> _WORK TO BE COMPLETED_: Pick out each line in the records below that contains the string "written" and copy it. Case matters when matching.

> _DATA PROVIDED_:
• • • •
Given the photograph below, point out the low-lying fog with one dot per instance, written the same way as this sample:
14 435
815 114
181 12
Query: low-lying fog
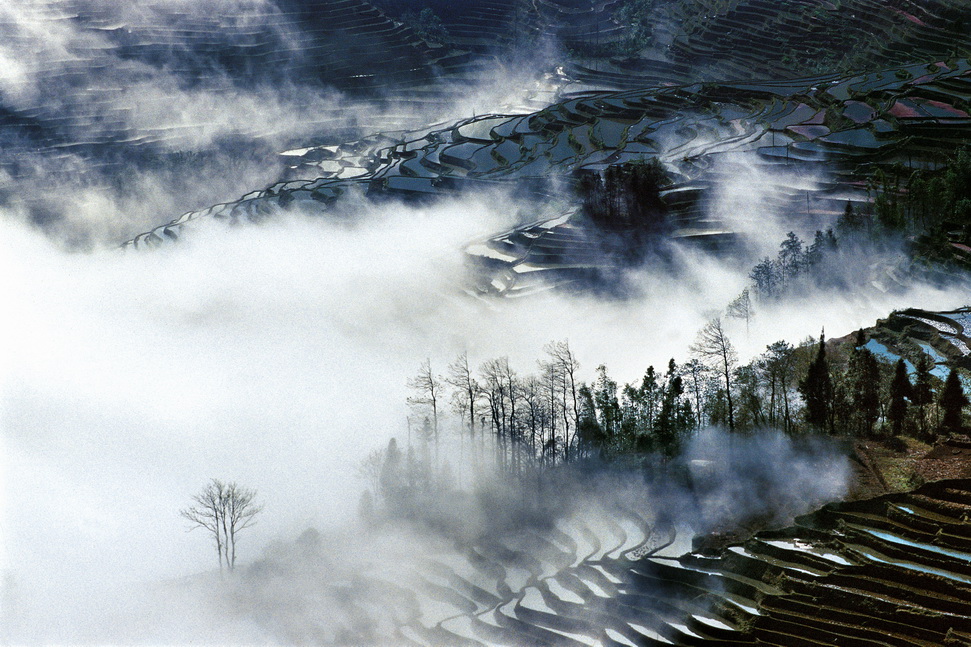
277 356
• • • •
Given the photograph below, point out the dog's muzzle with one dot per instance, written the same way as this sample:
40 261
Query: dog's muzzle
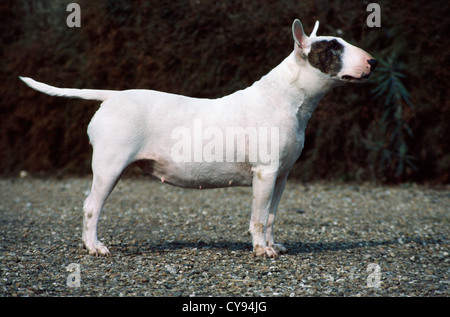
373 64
• • • •
> _SOLUTION TO THIS EXERCISE_:
Given the photograph below, point out the low-lying fog with one dot per instance, written the same way as this sample:
Given the photograph below, point out the dog's muzzle with one dot per instance, written the same way as this sample:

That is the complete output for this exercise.